> [EXERCISE DESCRIPTION]:
Print out the entries, word for word.

Dataset entries:
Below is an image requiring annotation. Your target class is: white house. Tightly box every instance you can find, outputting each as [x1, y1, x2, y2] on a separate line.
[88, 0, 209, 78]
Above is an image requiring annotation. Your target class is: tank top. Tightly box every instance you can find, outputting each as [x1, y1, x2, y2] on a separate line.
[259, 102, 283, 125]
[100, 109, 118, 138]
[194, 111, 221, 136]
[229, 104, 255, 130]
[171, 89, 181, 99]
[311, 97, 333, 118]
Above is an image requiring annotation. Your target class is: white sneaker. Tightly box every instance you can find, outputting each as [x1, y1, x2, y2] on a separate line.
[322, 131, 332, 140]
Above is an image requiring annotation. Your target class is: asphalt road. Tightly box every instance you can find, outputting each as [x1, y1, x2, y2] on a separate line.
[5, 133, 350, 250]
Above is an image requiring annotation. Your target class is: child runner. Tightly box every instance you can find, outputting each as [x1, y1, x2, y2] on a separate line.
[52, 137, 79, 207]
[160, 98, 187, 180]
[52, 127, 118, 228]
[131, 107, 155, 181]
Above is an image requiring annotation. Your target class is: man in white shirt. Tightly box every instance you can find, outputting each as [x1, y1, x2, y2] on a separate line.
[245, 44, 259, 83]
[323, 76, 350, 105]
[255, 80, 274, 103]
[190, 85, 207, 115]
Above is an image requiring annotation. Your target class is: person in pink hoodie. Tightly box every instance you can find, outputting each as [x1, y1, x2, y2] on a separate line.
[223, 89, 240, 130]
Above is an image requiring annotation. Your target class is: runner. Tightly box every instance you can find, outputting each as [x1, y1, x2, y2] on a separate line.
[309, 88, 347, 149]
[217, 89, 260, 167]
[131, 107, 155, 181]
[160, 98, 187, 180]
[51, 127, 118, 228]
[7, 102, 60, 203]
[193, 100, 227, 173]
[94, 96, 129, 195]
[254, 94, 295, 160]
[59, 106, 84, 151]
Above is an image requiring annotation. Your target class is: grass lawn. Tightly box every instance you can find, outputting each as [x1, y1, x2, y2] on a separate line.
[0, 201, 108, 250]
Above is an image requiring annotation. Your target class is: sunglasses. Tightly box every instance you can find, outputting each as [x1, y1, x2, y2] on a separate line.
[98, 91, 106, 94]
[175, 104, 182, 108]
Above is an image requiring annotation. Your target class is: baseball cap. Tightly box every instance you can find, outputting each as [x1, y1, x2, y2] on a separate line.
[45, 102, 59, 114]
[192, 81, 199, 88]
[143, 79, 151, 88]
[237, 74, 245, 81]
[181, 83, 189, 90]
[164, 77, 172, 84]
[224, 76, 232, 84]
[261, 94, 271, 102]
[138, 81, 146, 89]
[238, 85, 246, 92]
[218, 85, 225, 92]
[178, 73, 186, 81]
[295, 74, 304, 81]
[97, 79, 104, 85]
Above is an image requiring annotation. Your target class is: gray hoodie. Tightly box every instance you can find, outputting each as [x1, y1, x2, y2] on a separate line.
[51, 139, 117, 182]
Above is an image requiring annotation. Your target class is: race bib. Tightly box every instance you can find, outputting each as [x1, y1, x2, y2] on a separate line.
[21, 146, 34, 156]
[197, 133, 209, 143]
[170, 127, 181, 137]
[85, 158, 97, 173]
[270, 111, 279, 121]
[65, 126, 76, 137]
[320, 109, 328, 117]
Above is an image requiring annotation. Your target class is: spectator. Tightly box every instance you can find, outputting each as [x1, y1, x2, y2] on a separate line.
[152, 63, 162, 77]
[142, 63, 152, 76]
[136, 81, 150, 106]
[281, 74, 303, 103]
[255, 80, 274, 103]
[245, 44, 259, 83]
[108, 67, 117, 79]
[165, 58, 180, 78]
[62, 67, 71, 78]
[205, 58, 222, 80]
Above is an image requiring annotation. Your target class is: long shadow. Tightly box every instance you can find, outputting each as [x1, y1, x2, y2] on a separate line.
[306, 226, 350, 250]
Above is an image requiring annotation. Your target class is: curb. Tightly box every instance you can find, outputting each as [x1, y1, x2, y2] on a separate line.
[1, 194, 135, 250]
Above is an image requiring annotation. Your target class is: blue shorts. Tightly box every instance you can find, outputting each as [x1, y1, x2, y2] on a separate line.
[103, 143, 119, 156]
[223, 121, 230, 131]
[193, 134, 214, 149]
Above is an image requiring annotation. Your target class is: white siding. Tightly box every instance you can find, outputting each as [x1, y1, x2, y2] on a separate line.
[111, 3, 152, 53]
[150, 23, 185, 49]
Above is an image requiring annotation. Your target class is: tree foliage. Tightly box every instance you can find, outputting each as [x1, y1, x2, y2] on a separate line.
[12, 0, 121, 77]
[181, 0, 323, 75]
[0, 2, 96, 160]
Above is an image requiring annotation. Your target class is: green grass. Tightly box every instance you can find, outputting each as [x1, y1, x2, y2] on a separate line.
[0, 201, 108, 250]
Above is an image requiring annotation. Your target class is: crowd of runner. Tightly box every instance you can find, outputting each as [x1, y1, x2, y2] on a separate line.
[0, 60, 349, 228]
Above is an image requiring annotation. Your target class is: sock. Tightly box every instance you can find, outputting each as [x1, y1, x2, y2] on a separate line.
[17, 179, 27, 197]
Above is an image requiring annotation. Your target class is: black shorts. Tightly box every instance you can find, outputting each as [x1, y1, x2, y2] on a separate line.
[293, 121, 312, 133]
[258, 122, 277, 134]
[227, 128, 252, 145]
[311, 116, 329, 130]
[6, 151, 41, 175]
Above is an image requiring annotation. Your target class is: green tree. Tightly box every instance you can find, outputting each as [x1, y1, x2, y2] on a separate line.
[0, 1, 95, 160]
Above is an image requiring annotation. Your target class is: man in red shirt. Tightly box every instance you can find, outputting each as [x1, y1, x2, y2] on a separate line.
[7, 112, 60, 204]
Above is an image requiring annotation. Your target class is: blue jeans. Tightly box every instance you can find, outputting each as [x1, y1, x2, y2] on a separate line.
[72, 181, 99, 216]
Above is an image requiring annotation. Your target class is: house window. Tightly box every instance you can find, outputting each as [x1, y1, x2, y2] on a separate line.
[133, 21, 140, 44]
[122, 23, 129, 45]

> [SOLUTION FOR THIS EXERCISE]:
Below is an image requiring annotation. Your target class is: white house. Tightly box every instance you can find, outputting each as [x1, y1, x2, y2] on a separate line.
[88, 0, 209, 78]
Above is an image requiring annotation. Your target class is: tank top. Tightly box every instance you can find, outputting each as [x1, y1, x2, y2] on a separate line.
[259, 102, 283, 125]
[100, 109, 118, 138]
[194, 111, 221, 136]
[229, 104, 255, 130]
[171, 89, 181, 99]
[311, 97, 333, 118]
Above is an image requiring annotation. Your target class is: white sneaker. Tightly box every instance you can find, outputting each as [x1, y1, x2, y2] on a separate line.
[322, 131, 332, 140]
Above is an image requiring annotation. Your target class is: asphalt road. Tightly box every instance you can find, outputting each as [x1, y1, x2, y2] on a separate line.
[5, 133, 350, 250]
Above is an image requiring annotation. Your target class is: child runner. Tightly box every instance you can find, outputting each as [x1, y1, x2, y2] on a separate line.
[52, 137, 79, 207]
[160, 98, 187, 180]
[52, 127, 118, 228]
[131, 107, 155, 181]
Above is an image requiring annotation. Your target class is: man in white shirt. Tightly box every instance you can find, outputting each as [x1, y1, x2, y2] on a separate line.
[245, 44, 259, 83]
[323, 76, 350, 105]
[255, 80, 274, 103]
[190, 85, 207, 115]
Above is an image requiring annotation. Your target class is: person in pink hoodie. Tightly box every instance you can find, outputting each as [x1, y1, x2, y2] on a separate line.
[223, 89, 240, 130]
Above is an image requiring annotation. Your target class is: runner. Tightly box every instance you can find, outputting each as [x1, y1, x2, y2] on a separate line.
[309, 88, 347, 149]
[217, 89, 260, 167]
[131, 107, 155, 181]
[160, 98, 187, 180]
[51, 127, 118, 228]
[7, 102, 60, 203]
[193, 100, 227, 173]
[94, 96, 129, 195]
[254, 94, 295, 160]
[59, 106, 84, 151]
Above is an image requiring annotation. Your target class is: grass lawn. Tightly box every instance you can find, outputting each as [x1, y1, x2, y2] on a separate line.
[0, 201, 108, 250]
Above is an image requiring annotation. Your target class is: sunglasses. Tightly box every instance you can find, outputting each as [x1, y1, x2, y2] on a separate line.
[98, 91, 106, 94]
[175, 104, 182, 108]
Above is an image requiring annotation. Your target class is: baseball cap. Tightly box every instance you can find, outputting each as [x1, y1, x2, y2] on a separate line.
[45, 102, 59, 114]
[192, 81, 199, 88]
[143, 79, 151, 88]
[237, 74, 245, 81]
[181, 83, 189, 90]
[164, 77, 172, 84]
[224, 76, 232, 84]
[261, 94, 271, 102]
[138, 81, 146, 89]
[238, 85, 246, 92]
[218, 85, 225, 92]
[178, 73, 186, 81]
[295, 74, 304, 81]
[97, 79, 104, 85]
Above is an image requiring annotation. Your target class is: gray hoodie. Tightly box every instance you can find, outputting each as [x1, y1, x2, y2] on a separate line.
[51, 139, 117, 182]
Above is an image requiring annotation. Your target class is: race bib. Tightly box every instance you can find, outputting each as [x1, y1, x2, y2] on a separate line.
[21, 146, 34, 156]
[197, 133, 209, 143]
[170, 127, 181, 137]
[85, 158, 97, 173]
[270, 111, 279, 121]
[65, 126, 76, 137]
[320, 109, 328, 117]
Above is an image requiring annotation. Your target class is: spectator. Tightly box every instance you can find, outputting each as [x1, y1, x2, y2] on a separate line.
[152, 63, 162, 77]
[142, 63, 152, 76]
[136, 81, 150, 106]
[281, 74, 303, 103]
[255, 80, 274, 103]
[245, 44, 259, 83]
[108, 67, 117, 79]
[165, 58, 180, 78]
[62, 67, 71, 78]
[205, 58, 222, 80]
Above is an image requiring annotation. Your target class is: long shadow. Tightly box every instance you can find, outputting each as [x1, y1, x2, y2] on a separate line.
[306, 226, 350, 250]
Above is an image requiring annotation. Your target class is: curb. Tightly box every instance you can find, outputting each as [x1, y1, x2, y2] on a separate line.
[1, 194, 135, 250]
Above is an image requiring annotation. Your target class is: blue shorts. Tightly box every instance you can find, outputting each as [x1, y1, x2, y2] on a separate line.
[103, 143, 119, 156]
[223, 121, 230, 131]
[193, 134, 214, 149]
Above is an image requiring annotation. Your target class is: white siding. Tightly box every instance you can find, outputting each as [x1, y1, x2, y2] on a separate line.
[111, 3, 152, 53]
[150, 23, 185, 49]
Above is an image requiring annotation. Your target class is: tree foliage. Tightly box every instance you can find, outputting each as [x1, y1, x2, y2] on a separate line.
[12, 0, 121, 77]
[181, 0, 323, 75]
[0, 2, 96, 160]
Above is an image requiring annotation. Your target class is: green grass. Tightly box every instance you can find, outputting each as [x1, y1, x2, y2] on a separate line.
[0, 201, 108, 250]
Above is an image requiring annotation. Your target class is: crowd of runner. Tightly box every instance you can find, outputting each as [x1, y1, x2, y2] on a separate line.
[0, 60, 349, 228]
Above is an image requiring annotation. Your target class is: sock. Tightly box every instance you can find, outputting each as [x1, y1, x2, y2] on a separate line.
[17, 179, 27, 197]
Above is an image requiring annotation. Your target class is: black shorts. Tightly box every instance you can find, outputting each as [x1, y1, x2, y2] on a separate line.
[293, 121, 312, 133]
[258, 122, 277, 134]
[227, 128, 252, 145]
[311, 116, 329, 130]
[6, 151, 41, 175]
Above is an image requiring annotation. Your target class is: green tree. Tightly box every instance you can find, outputting each as [x1, y1, x2, y2] on a separate line.
[0, 1, 95, 160]
Above is an image requiring annotation. Your target class is: man in red shirt. Tightly box every instance you can find, outputting each as [x1, y1, x2, y2] on a separate line.
[7, 112, 60, 204]
Above is an image requiring annotation. Your target class is: blue jeans. Tightly box every instance you can find, outputting each as [x1, y1, x2, y2] on a separate line.
[72, 181, 99, 216]
Above is an image requiring annotation. Your target class is: house window. Tightly box every instance you can find, outputting each as [x1, y1, x2, y2] on a separate line.
[133, 21, 140, 44]
[122, 23, 129, 45]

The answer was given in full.